*** SUPPLIED MATERIAL ***
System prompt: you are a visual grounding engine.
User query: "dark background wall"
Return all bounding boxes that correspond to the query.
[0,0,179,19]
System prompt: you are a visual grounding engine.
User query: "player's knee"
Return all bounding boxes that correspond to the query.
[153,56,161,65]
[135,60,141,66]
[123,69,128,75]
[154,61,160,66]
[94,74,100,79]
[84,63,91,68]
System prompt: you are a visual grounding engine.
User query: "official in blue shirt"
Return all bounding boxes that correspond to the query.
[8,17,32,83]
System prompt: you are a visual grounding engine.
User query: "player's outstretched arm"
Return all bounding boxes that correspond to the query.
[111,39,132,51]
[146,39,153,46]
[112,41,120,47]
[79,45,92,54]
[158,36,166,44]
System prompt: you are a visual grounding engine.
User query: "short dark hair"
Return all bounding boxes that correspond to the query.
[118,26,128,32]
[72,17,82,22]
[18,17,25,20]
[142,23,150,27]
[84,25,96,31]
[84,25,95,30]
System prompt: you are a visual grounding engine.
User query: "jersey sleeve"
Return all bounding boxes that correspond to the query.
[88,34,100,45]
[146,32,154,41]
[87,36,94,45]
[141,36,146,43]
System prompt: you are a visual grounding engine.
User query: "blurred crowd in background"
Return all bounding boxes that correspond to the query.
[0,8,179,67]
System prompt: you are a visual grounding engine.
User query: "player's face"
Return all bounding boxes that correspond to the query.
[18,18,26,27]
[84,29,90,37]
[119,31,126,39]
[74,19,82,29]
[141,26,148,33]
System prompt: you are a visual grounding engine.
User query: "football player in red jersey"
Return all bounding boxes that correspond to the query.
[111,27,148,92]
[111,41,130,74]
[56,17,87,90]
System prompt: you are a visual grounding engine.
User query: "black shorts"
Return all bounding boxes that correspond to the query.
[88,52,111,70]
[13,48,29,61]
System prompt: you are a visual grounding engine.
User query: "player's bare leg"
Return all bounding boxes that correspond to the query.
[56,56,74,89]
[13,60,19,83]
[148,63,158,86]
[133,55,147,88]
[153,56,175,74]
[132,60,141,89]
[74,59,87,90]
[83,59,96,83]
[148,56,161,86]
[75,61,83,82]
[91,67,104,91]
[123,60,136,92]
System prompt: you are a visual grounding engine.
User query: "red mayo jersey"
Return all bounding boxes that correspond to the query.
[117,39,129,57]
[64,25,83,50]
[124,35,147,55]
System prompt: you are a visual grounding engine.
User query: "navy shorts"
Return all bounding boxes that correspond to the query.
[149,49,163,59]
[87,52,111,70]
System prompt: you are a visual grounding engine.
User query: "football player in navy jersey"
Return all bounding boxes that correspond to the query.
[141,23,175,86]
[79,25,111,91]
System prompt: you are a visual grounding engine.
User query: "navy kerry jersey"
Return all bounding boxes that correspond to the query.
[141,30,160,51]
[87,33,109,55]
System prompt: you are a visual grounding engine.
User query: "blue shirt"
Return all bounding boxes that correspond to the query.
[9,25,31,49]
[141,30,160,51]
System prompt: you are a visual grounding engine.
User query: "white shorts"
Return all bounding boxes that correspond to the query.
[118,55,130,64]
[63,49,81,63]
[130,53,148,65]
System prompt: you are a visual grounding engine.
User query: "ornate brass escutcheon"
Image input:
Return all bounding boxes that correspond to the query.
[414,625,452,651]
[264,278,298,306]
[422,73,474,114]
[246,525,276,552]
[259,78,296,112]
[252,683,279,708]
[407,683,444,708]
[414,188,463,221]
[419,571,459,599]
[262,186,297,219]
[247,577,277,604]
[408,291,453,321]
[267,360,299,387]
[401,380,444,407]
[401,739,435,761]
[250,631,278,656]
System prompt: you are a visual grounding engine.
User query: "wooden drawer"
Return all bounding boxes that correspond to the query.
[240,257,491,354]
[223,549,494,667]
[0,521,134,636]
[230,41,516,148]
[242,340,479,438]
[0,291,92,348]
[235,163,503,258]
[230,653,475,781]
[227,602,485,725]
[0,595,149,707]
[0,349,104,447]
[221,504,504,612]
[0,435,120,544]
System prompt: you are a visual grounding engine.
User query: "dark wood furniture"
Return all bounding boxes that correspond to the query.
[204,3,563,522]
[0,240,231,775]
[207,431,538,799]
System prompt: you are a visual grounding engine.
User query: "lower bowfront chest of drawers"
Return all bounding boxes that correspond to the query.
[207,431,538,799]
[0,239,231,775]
*** End of SUPPLIED MATERIAL ***
ASSIGNED TASK:
List all lines above in which the string "navy" appears.

SOLUTION BELOW:
User query: "navy shorts"
User query: "football player in navy jersey"
User query: "navy kerry jersey"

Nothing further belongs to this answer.